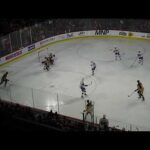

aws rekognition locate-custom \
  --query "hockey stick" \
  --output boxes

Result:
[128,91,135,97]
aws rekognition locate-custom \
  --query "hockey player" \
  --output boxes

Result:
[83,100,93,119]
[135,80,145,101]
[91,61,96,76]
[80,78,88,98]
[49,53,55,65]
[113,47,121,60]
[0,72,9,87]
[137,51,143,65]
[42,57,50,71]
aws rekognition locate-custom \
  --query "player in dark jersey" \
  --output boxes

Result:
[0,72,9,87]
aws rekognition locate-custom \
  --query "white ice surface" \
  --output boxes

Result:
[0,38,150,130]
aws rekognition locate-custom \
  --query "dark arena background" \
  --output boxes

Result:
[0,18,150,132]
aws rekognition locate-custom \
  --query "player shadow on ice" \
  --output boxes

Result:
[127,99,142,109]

____

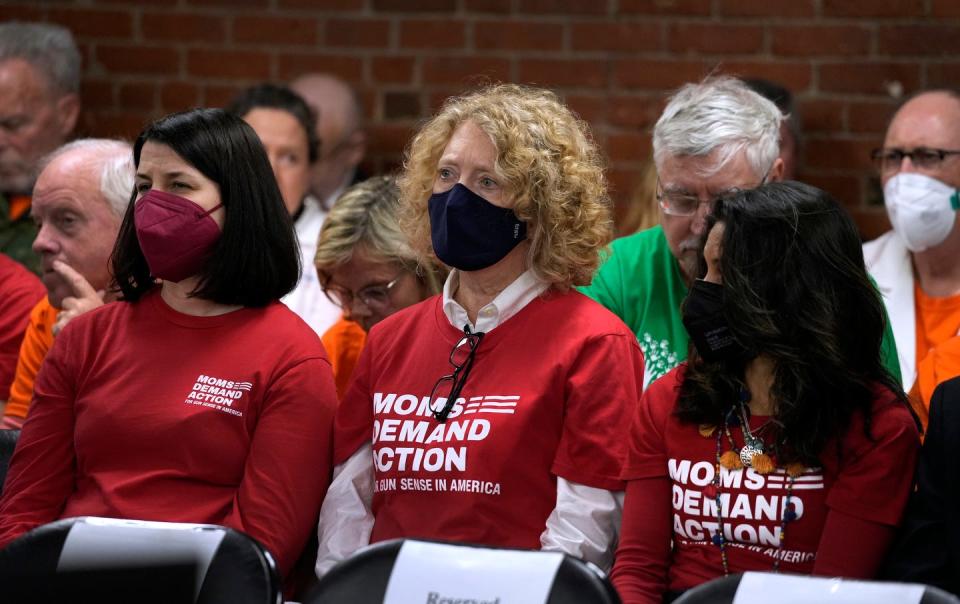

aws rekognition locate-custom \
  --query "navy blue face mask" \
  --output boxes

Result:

____

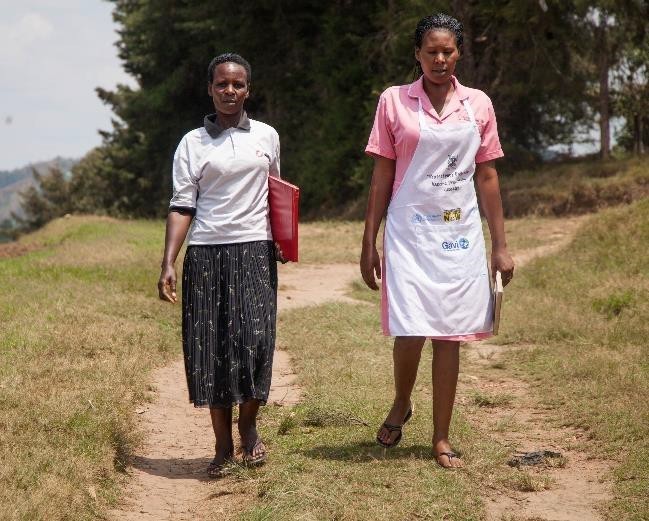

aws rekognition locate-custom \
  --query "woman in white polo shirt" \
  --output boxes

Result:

____

Count the lines in the data above that contain the string "dark", treating uppercase and lowercase as different. Reply with the number alone.

2